Return the whole listing exactly as it stands.
——
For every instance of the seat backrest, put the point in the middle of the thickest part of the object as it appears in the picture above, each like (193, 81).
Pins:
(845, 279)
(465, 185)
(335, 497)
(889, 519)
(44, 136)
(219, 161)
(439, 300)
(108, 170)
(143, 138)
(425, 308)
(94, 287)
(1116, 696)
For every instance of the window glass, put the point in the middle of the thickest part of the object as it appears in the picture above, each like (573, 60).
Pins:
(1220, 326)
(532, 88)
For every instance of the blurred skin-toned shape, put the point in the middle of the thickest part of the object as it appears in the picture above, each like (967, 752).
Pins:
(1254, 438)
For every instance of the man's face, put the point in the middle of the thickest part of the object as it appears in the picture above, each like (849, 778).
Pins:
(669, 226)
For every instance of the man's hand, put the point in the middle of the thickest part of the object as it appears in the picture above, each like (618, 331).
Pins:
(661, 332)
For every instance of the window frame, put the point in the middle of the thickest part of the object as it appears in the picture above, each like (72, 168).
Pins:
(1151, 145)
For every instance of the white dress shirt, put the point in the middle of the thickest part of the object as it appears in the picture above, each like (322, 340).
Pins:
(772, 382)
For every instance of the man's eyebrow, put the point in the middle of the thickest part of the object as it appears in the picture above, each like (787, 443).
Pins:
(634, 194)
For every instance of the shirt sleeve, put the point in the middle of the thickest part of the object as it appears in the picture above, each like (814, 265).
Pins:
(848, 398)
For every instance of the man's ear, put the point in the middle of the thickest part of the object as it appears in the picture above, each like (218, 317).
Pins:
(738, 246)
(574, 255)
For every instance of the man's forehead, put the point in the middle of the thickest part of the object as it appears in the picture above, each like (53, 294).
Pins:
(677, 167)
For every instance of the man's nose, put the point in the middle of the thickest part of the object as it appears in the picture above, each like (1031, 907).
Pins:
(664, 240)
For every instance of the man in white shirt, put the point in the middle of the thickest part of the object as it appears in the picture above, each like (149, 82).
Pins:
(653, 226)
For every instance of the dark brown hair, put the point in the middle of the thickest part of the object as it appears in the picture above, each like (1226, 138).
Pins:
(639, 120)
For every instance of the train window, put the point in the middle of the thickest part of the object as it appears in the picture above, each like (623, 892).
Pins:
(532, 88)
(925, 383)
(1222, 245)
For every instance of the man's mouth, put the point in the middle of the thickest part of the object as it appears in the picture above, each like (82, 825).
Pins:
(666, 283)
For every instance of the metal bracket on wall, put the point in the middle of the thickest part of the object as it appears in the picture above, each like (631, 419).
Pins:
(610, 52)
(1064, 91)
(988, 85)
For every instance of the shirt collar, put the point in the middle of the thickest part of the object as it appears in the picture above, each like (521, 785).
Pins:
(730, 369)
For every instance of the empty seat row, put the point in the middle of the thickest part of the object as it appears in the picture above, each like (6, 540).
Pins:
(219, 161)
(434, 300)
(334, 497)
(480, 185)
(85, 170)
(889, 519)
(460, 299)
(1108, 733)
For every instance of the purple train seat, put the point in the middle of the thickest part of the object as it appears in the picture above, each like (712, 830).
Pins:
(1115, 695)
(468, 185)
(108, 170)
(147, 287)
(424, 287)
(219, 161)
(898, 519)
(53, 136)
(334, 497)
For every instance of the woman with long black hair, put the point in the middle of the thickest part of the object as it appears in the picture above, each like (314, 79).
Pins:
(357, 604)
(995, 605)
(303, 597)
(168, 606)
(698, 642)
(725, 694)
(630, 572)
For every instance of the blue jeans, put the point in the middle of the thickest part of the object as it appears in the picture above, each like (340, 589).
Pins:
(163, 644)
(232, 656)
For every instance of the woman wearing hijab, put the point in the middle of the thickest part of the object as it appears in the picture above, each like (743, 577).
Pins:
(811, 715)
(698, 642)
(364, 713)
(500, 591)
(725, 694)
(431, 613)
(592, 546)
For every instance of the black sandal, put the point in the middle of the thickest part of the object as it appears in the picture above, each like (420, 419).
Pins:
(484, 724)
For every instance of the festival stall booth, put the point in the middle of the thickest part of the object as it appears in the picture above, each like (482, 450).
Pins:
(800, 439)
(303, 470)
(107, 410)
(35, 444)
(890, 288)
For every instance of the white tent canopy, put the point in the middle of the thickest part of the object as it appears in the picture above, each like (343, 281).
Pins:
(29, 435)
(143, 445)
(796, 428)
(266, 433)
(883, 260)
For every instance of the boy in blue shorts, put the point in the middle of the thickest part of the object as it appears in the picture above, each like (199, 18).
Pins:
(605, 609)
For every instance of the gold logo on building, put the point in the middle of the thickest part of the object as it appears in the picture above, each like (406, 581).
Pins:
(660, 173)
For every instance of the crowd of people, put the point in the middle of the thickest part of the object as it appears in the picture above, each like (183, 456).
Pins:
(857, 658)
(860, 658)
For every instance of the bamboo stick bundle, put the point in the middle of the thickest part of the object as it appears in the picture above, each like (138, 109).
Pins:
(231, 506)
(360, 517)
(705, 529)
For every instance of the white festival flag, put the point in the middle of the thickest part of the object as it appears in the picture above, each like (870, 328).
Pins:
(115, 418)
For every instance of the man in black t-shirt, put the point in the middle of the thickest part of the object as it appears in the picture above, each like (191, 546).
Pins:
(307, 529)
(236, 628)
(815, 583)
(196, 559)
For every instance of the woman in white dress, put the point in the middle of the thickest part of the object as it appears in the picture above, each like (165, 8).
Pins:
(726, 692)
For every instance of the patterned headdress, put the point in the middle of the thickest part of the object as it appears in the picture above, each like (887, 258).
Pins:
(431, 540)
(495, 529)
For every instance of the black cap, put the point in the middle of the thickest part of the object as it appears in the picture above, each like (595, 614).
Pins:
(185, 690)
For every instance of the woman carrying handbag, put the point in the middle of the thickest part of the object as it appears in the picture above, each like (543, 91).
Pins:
——
> **Solution for this problem**
For every instance of the seat backrest, put the point in the middle of the thickest part of the object as it appears in the picture above, each like (193, 81).
Pins:
(845, 279)
(465, 185)
(335, 497)
(889, 519)
(44, 136)
(219, 161)
(439, 300)
(108, 170)
(143, 138)
(425, 308)
(94, 287)
(1116, 696)
For every instance of the window glass, put the point in the middle of the thickest part of the object as it appears in the picture above, each like (573, 60).
Pins:
(1220, 326)
(532, 88)
For every instance of the blurred skin-toned shape, put the point in the middle of the thickest part of the object as it appears in the picture above, each like (967, 752).
Pins:
(1254, 438)
For every instance of the man's face, put the point in the middle of the thickest part of the object as it appears in the picture above, each like (849, 778).
Pins:
(669, 226)
For every instance of the man's hand, put the point in the middle of the thickest part of the object as it appears in the picture above, each like (618, 331).
Pins:
(661, 332)
For every instance of the window frame, put the point in the middle of the thickest part of the object as it appears in the picture above, each like (72, 168).
Pins:
(1151, 145)
For every instance of the white dress shirt, put the point in the middle of the thickest part of the object as it appears in the picture above, each like (322, 340).
Pins:
(772, 382)
For every instance of the man's eyebrow, put the point in the middle of the thickest part of the object as it appears in the picture above, each like (787, 443).
Pins:
(634, 194)
For every instance of the shirt sleeve, put the point in the middle of the thickest part of the object as it appears in the picture above, each like (814, 265).
Pins:
(848, 398)
For every instance of the man's ear, put the point in the middle of the thickest part of the object as it appears in the picture above, each like (218, 317).
Pins:
(738, 246)
(574, 255)
For every instance of the man's forehead, put the point in the middle of the thickest part of the object as it appears in the picture above, each like (53, 294).
Pins:
(677, 167)
For every instance of the man's nose, put the point in the middle of the thickest part of the object as it appears in the picture above, each like (1031, 907).
Pins:
(664, 240)
For every instance of the man in white shirt, put the point in the middle of the thickest part of the object as it appears in the picture above, each like (149, 82).
Pins:
(653, 226)
For every instance of the dark brown hair, put the point in the middle of the thickest part of the object as it appears in the picture above, each like (1226, 138).
Pins:
(639, 120)
For every instance of the train window, put the point in the middle of the thickest part of the object as it appears in the picture above, each like (623, 892).
Pins:
(532, 88)
(925, 383)
(1222, 245)
For every instance of the man's mouth, put the point in the middle of the thickest part of the object as it appears in the picture above, each like (82, 825).
Pins:
(666, 283)
For every instance of the metal bracket on wall, put the point in the middle of the thickest part of the object as it appears in the picture above, each like (631, 419).
Pins:
(610, 52)
(1064, 91)
(988, 85)
For every instance of the shirt collar, put the point in the middle of the thickest part of the object as it appears in the picture above, each like (521, 785).
Pins:
(730, 369)
For every instance of the empty seat row, put the point in the middle of the thickest part of the object as it appears in the picture above, each like (6, 540).
Pins:
(219, 161)
(434, 300)
(334, 497)
(480, 185)
(85, 170)
(889, 519)
(460, 299)
(1108, 733)
For every instance of the purple train seat, put the point in the middle of the thickest part of the object as it appears in the picture above, each like (712, 830).
Pins:
(1115, 695)
(468, 185)
(108, 170)
(147, 287)
(424, 287)
(219, 161)
(898, 519)
(53, 136)
(334, 497)
For every instance of the woman with long black hair, put the point in the middle of the thickest part of the object as it appears in the picture above, each like (314, 79).
Pins:
(357, 604)
(995, 605)
(303, 597)
(168, 606)
(698, 642)
(725, 694)
(630, 572)
For every instance of the blue jeans, put the point in the middle of the thickest part of the object as it appears in the picture above, each like (340, 589).
Pins:
(163, 644)
(232, 656)
For every instance of the woman wearing hijab, put the point in the middle of the thickest part of the object as it appears in the picture above, each like (743, 577).
Pins:
(811, 715)
(698, 642)
(364, 713)
(500, 591)
(725, 694)
(431, 613)
(592, 546)
For every instance of the black sandal, put the point in the middle of the thickest part of the object as it appears in the picture above, each like (420, 419).
Pins:
(484, 724)
For every instance of the festival stall booth, put the point in the middle of the thickest part of the object as it appears in the picture above, each like (482, 450).
Pins:
(800, 439)
(303, 470)
(107, 410)
(35, 444)
(890, 288)
For every instance of the white tent canopy, put the point in the middle of the thickest part of the object as it appears in the picture above, each like (343, 281).
Pins:
(29, 435)
(143, 445)
(796, 428)
(266, 433)
(883, 260)
For every instance of the boy in blue shorts, put the point in the middle of the thickest part of the object as it appears in the picture above, each like (199, 18).
Pins:
(605, 609)
For every instance of the gold logo on building, put the point in the middle of the thickest part of the object as it appears in the picture above, each like (406, 581).
Pins:
(660, 173)
For every instance of the crowd of people, put the point in the middle of the thickest part of the object as it appears in the picture above, each like (183, 456).
Pins:
(857, 658)
(860, 658)
For every instance of the bamboo stick bundle, put the point in the middle of the thickest part of the object as it appears in the picture above, each like (138, 109).
Pins:
(231, 506)
(360, 517)
(705, 529)
For every instance of the white festival flag, put the point in the middle of the thickest part of the object as it appears in the picture above, each like (870, 328).
Pins:
(115, 418)
For every instance of the man in black t-shirt, put the point in the middle of the thickest part of the object as it appears in the picture above, each like (191, 546).
Pins:
(307, 529)
(236, 628)
(815, 583)
(196, 559)
For every instance of the woman in white dress, put the point in the middle of the thickest part of the object as it appears in the picture above, each like (165, 8).
Pins:
(726, 692)
For every instance of the patterned headdress, put the point in the middle of the thickest part of the object as it appears in the picture above, each like (887, 258).
Pins:
(431, 540)
(495, 529)
For every instance of the black cap, put the point in the middle of the thickest part of the object as it appears in the picture above, each like (595, 614).
Pins:
(185, 690)
For every instance of the woman carrying handbag, put the point in the middle of the thickest part of the object as it appears in the picture above, each like (543, 91).
Pins:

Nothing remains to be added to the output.